● RECORDS SHOWN:
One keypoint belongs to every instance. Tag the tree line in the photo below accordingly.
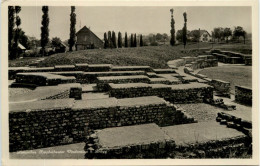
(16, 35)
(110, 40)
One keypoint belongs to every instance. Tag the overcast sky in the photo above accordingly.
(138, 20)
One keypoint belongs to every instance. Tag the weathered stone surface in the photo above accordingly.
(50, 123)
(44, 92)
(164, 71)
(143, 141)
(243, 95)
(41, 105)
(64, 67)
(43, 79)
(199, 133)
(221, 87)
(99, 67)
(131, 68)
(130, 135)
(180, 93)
* * *
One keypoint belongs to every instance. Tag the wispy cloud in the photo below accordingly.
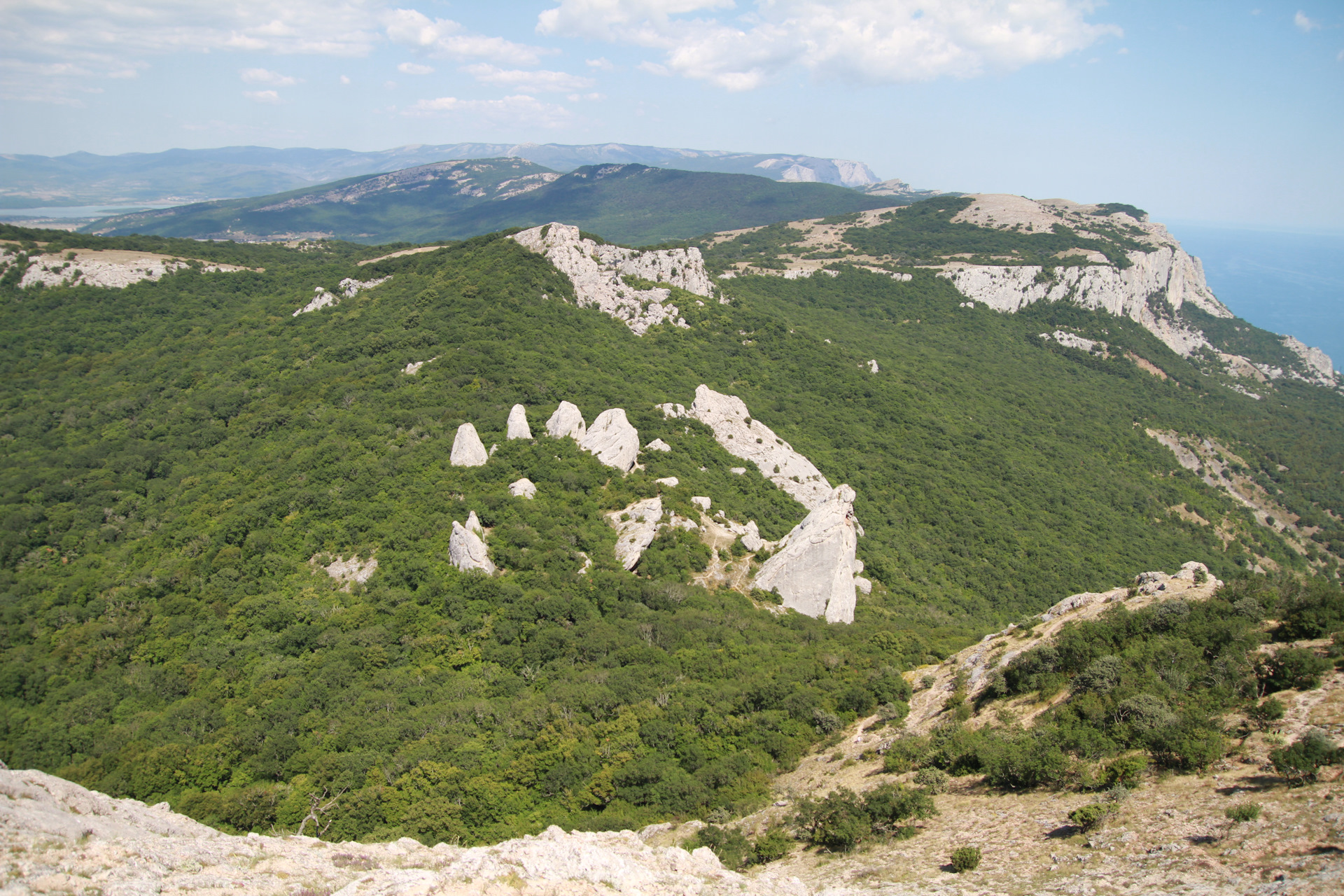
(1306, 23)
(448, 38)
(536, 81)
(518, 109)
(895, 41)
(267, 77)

● TO DO:
Tally the lines in the records above that contain the string "every", treating case as significant, and reply with only the number.

● THE RESPONSE:
4